* begin Supplied entries *

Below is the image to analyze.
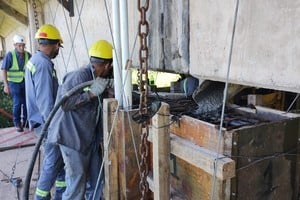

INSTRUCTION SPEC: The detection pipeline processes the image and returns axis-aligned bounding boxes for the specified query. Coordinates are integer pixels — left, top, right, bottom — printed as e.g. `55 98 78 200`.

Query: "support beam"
0 0 28 26
149 103 170 200
148 130 235 180
171 134 235 180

* end Supplied entries *

### What is being asked
Please turn the entries into a numbered list, starting with their first line and going on through the line containing "149 103 170 200", both included. Skip blank lines and leave out the pictures.

### The solution
1. Below is the image to analyze.
2. INSTRUCTION SPEC: The detection pipeline processes the image and returns axis-aligned bounding boxes for the specified query. Coordinates are integer pixels — left, top, right, bottom — printed as e.g. `55 98 78 200`.
3. Query: "support beam"
4. 0 0 28 26
5. 149 103 170 200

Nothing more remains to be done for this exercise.